Task requirements. Pictures must not be copied, but every entry must be reproduced exactly.

====== Given information ======

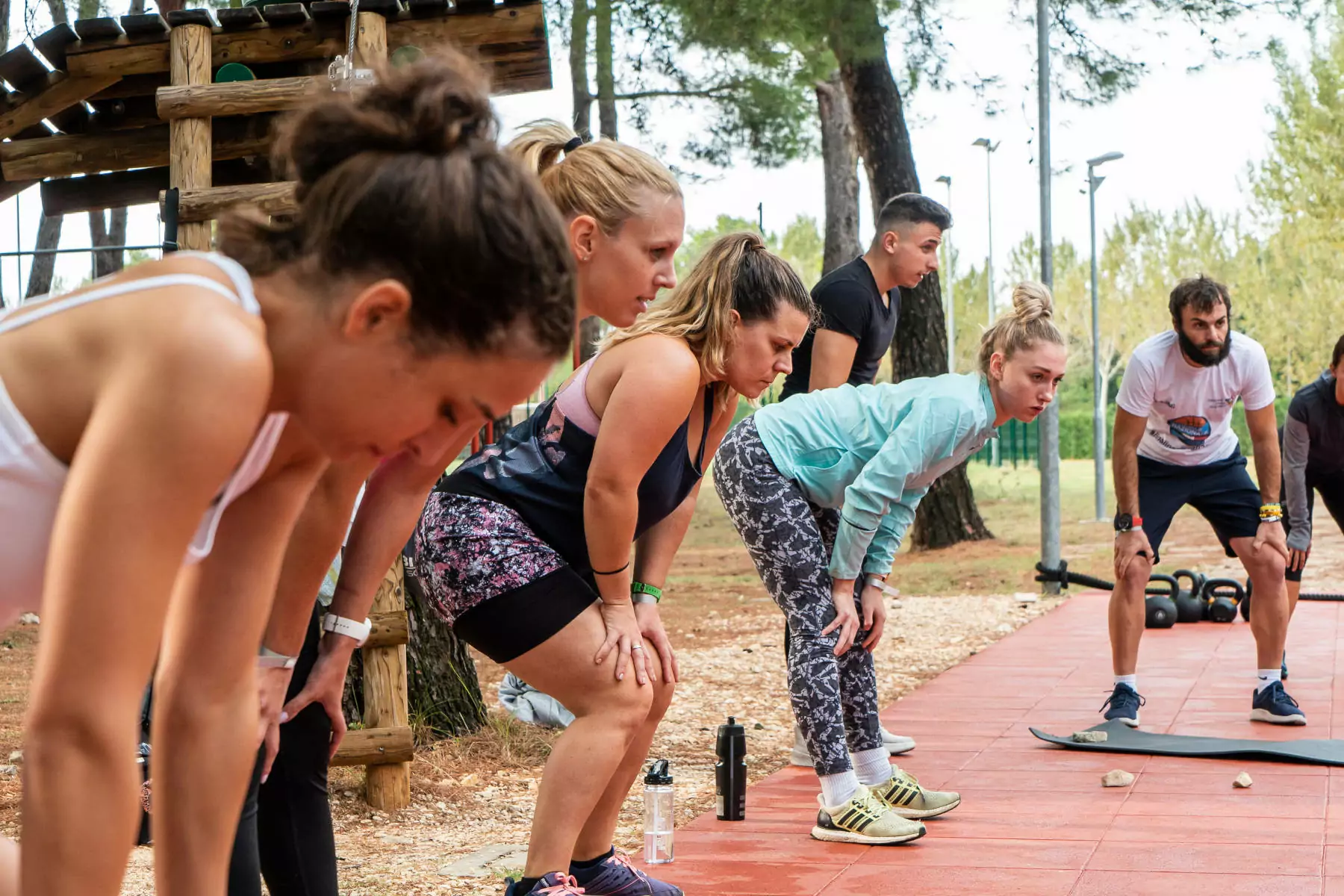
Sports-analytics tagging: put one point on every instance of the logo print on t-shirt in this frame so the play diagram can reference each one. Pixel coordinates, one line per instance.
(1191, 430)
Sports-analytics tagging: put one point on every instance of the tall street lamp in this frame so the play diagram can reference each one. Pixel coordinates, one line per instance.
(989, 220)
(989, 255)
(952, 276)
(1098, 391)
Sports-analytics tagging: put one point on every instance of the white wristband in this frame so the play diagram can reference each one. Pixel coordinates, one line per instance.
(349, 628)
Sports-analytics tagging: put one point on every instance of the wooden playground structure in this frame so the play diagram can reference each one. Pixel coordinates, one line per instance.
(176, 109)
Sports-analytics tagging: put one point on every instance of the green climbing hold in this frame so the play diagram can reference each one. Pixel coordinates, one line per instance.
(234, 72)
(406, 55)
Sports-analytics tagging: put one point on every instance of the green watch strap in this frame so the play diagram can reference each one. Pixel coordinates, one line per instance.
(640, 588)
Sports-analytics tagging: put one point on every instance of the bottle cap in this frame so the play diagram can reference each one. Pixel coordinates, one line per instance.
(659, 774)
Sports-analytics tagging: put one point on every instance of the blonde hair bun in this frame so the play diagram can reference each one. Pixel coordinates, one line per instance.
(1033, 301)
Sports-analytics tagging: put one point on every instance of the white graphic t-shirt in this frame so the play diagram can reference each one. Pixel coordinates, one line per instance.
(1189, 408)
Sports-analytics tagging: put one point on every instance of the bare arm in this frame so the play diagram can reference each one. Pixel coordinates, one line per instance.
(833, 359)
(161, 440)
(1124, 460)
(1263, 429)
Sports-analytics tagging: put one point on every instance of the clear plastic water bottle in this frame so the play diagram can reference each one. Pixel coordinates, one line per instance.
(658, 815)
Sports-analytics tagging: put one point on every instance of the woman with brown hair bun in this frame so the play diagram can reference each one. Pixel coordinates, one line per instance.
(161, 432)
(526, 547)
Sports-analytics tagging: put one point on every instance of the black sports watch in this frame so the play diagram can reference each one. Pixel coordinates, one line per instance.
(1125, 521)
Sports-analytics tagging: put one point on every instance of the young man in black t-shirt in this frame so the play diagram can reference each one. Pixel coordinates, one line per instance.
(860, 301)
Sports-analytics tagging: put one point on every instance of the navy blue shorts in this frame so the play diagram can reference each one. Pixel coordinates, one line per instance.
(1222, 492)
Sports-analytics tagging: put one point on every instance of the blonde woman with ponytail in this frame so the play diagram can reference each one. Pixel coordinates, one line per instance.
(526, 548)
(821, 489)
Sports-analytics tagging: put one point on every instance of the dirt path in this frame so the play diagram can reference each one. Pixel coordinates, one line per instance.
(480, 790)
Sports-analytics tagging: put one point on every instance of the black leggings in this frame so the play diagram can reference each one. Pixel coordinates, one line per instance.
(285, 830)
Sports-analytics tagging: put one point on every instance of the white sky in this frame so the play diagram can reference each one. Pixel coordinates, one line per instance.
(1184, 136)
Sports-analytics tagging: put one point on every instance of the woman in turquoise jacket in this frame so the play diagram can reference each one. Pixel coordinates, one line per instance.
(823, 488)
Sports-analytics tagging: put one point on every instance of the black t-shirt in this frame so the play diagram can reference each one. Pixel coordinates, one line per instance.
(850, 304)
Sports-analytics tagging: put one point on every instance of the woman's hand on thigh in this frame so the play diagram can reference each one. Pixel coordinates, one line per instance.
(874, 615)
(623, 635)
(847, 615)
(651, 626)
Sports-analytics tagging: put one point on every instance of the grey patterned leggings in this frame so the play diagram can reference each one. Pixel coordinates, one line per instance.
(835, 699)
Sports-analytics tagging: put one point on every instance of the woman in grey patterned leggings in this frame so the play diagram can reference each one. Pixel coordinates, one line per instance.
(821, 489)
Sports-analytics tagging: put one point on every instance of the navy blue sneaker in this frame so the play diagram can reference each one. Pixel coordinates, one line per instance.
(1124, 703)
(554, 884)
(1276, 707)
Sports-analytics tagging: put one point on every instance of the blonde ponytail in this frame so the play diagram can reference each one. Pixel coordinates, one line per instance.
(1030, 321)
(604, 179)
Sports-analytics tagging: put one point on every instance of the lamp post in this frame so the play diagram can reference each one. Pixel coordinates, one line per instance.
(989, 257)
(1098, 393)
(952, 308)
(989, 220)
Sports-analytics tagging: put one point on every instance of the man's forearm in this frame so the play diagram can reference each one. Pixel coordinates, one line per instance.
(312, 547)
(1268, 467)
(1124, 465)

======

Exercise result.
Sports-analytics tagging: put one point on every instance of the logo print on t-shirt in this frame so the play diagram can reference each one. Pixel coordinates, one line per instance.
(1191, 430)
Sports-analytics tagging: put one point on every instance of the tall street lamp in this frame so the play diagram can reference each one. Pixel coordinates, one line per instance.
(989, 220)
(989, 255)
(952, 276)
(1098, 391)
Sports-analytics tagging: put one point on every instance of the white wristband in this frame so the play diagram can reference each one. Pixel coordinates, one line per instance.
(349, 628)
Sports-analytics tagging: put one point on every instance of the wooden playground structure in this frame so the play diagram can reference each one. Pixel coordinates, one line per instance.
(176, 109)
Sports-analytics tagging: put one point on every instance of the green climbing hold in this frame so the play diagram can reference each one. Pixel coordinates, one line per instance.
(234, 72)
(406, 55)
Sports-analytics tagging: put one point on every instance of the green watch strap in this frame so the play diagram can reference each one. Pixel coordinates, one line per instance.
(640, 588)
Sports-analytics tagging: put one point on every instance of the bottle cap in this frame so the play diagram can reference each one. Pixel coordinates, one line per instance.
(659, 774)
Sports-analytics tagging: put one point on every instance of the blonde hair bun in this frame so the play diagram can reference each one. Pixel coordinates, one line per instance.
(1033, 301)
Sports-analytics tagging: put one point on every instance of the white graphic t-shirt in this frame so the play diagram can reference each one. Pixel coordinates, one line per instance.
(1189, 408)
Sports-analytics tagging: put one point on every instance of the bare arm in this frame so the play diagram can reference each one. Pixel coordinates, one line per instance.
(833, 359)
(161, 440)
(1124, 460)
(1263, 429)
Sports-analytics tagging: put one point on every instance of the clear plastic water bottle in this frame so the play diagram can reference each one. Pixel coordinates, one line per instance.
(658, 815)
Sports-analytics tagging: put one point on every instance of the woman with brown hair bun in this frame so the play diagram can reference each one. Pixel coordinates, one line per instance.
(161, 432)
(526, 547)
Sports-analytics tagging: put one point on every instance of the black sports watch in this frame so the play diagram can reference each one. Pixel coordinates, one line per instance.
(1125, 521)
Sports-analytics tagging: put one point on every instance of the young man in black t-shirt in this frame so the play diagram can reference each one. Pixel coordinates, one line per instance.
(860, 301)
Sports-analytics tagging: put one point on every instance of the navy blue shorts in this frame so the play diagram can reference each one. Pixel coordinates, one line per instance.
(1222, 492)
Sports-analytics tagging: put one point on every instance of the blonde woman with ponytail in this frame so the play diagram can reference each one. Pixel coordinates, one line per instance.
(526, 548)
(821, 489)
Sports-analytics tagging: put one point on every instance of the dirt path in this frame so the play diagram can reference each one. Pixel coordinates, one line per instance.
(480, 790)
Sports-analytics tagging: put one point on every instance of the black leggings in this frame so the play diagram can reference each one. Pixel coordinates, one line per instance.
(285, 830)
Sports-analytics tagging: put one point on every instance of the white sky in this frame so the play diagram can reference each one. Pixel coordinates, one line per instance.
(1184, 136)
Sports-analytics tagging: put one point on every instance of the woman in turquoise jacket in this frame so the play diagram can reference each one. Pixel coordinates, one line per instance.
(823, 488)
Sports-analytics tagging: put one point on every instance of the black t-shirt in this frame so the play diagram can reference each one. Pixel coordinates, one line per instance.
(850, 304)
Sports-analytics tagging: put one point on every instance of the woman's hand on thigh in this frame so the play diagram can reference each one. Pixel coordinates, one line per instance.
(874, 615)
(623, 635)
(847, 615)
(651, 626)
Sports-analytics tagging: put one point on every instance of the grey patterned leggings in this frame so the play diagram can reference each one. Pixel coordinates, one line per instance.
(835, 699)
Sports-analytics tagging: put one point on every instance of the woman in grey patterned leggings in this frame so the play diagram can reference each one. Pixel coordinates, one line per instance.
(821, 489)
Sports-analytics tagging: put one point on every instance of the navy blue sneaker in this frame so the play diagram can reference each one. Pixel coordinates, one line per instance.
(1124, 703)
(554, 884)
(1276, 707)
Sports-analytics tagging: put one point on every instance of the blonde ponytail in this frame so the play diagram can reference each one. Pixel coordinates, one line per instance.
(1030, 321)
(604, 179)
Sports-analytics tagging: put one point on every instance of the lamp post in this frame so the play diagram can reference each one. Pixel coordinates, one line per instance.
(989, 257)
(1098, 393)
(952, 308)
(989, 220)
Sports-analytics tagging: put one point on every instance of the man's forearm in this frame so the play diagram can reference each one. Pixel coordinates, one line per instance.
(312, 547)
(1268, 467)
(1124, 465)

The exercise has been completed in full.